EXTRAIT À LIRE
<<<<
Pour obtenir ces « conditions idéales » le plus tôt possible donc, mieux vaut ne pas faire fonctionner cette « clause protection juridique » et venir avec un médecin de recours que vous aurez choisi vous-même et en vous adjoignant les services de votre avocat.
Vous pourrez compter sur ce dernier pour qu’il fasse en sorte que soient posées les bonnes questions, celles dont il sait qu’elles auront des incidences importantes sur l’indemnisation. Sa mission est de faire traiter et analyser de façon objective les divers aspects de chaque préjudice. Il fera en sorte que soient évités les biais d’évaluation classiques liés aux émotions de la victime.
Celle-ci a souvent tendance, en effet, à vouloir cacher certaines faiblesses de sa situation, à dire que « ça va aller ». C’est humain. Mais voilà, si cela fige l’opinion d’un médecin-conseil, si cela l’amène à sous-estimer vos difficultés de la vie quotidienne, par exemple, ce sera pour vous l’amorçage d’une situation d’injustice qu’il sera ensuite long et difficile de corriger.
Que se passe-t-il dans le cas où il n’y a qu’une seule compagnie d’assurance ?
Dans le cadre d’un accident de la voie publique, l’assureur de la victime est mandaté, en premier, pour gérer le dossier et évaluer les préjudices. Toutefois, les accords entre les assureurs prévoient qu’au-delà d’un certain seuil de gravité (5% de séquelles), l’assureur du tiers responsable reprend la gestion du dossier.
Dans cette situation, même si c’est votre assureur qui gère le dossier, les assureurs conservent les mêmes réflexes et n’ont pas d’intérêt particulier à évaluer vos préjudices au plus haut.
Là encore, votre réflexe doit être le même. Même si vous avez le sentiment que le médecin-conseil de votre assureur est bienveillant, même si on insiste sur la gratuité de l’expertise, déplacez-vous avec votre médecin de recours…. et votre avocat.
>>>>
LA CONSIGNE
Prolongez le texte sur l'expertise médicale des victimes face aux assureurs à partir de sa dernière phrase.

INFORMATIONS EXTRAITES
<<<<
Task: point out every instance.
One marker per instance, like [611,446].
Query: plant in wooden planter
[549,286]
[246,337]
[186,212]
>>>>
<<<<
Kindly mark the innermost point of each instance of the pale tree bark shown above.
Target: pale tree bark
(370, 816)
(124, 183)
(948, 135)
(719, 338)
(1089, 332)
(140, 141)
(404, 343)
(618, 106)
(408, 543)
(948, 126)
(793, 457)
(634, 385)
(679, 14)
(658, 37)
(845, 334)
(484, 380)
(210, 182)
>>>>
<<<<
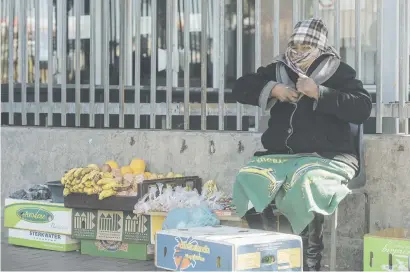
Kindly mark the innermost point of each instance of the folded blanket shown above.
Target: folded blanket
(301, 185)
>>>>
VOICI LA RÉPONSE
Cela ne sera pas plus cher. Les honoraires du médecin de recours vous seront remboursés dans le cadre de l’indemnisation. Par ailleurs, un avocat tel que l’auteur de ces lignes, non seulement est rémunéré sur les résultats obtenus, mais en outre, peut, dans certains cas, avancer les honoraires du médecin de recours.
Il n’est jamais trop tôt pour faire intervenir un avocat dans le processus. Il n’est jamais trop tôt pour vous faire entendre et faire en sorte que tout ce qui fait l’unicité de votre situation soit pris en considération.
Vous êtes déjà un peu plus loin dans votre parcours du combattant ?
Les situations évoquées ci-dessus sont déjà loin derrière vous ? Vous avez déjà vécu des expertises médicales ? Elles ne vous ont pas été favorables ?
La logique reste la même. Un médecin de recours sera indispensable. Et un avocat bien utile, là encore. D’autant plus utile que vous vous trouvez dans une situation qui se rapproche d’une ambiance beaucoup plus conflictuelle.
Il s’agira alors de faire sentir que vous êtes prêt(e) à aller plus loin.
Prêt(e), par exemple, à demander au tribunal d’ordonner une expertise judiciaire. Celle-ci serait effectuée par des médecins experts nommés par le tribunal (ils devront respecter un principe dit « contradictoire », principe qui exige que votre point de vue soit entendu point par point). Mieux vaudrait (pour l’assureur) envisager une nouvelle expertise amiable où serait présent cette fois un médecin de recours.
Mais pour obtenir ceci, il faut pouvoir menacer d’ester en justice et de saisir le tribunal de grande instance, ce que seul un avocat peut faire.
Conclusion : le plus tôt sera le mieux pour le médecin de recours
N’attendez pas. Dès que l’on vous invite aux premières expertises médicales, préparez-vous. Ne vous y rendez pas seul(e). Ne vous fiez pas aux sirènes des garanties et clauses de protection juridique de votre assureur ni à celles de la gratuité.
Faites appel à un avocat spécialiste, qui mandatera pour vous un médecin de recours.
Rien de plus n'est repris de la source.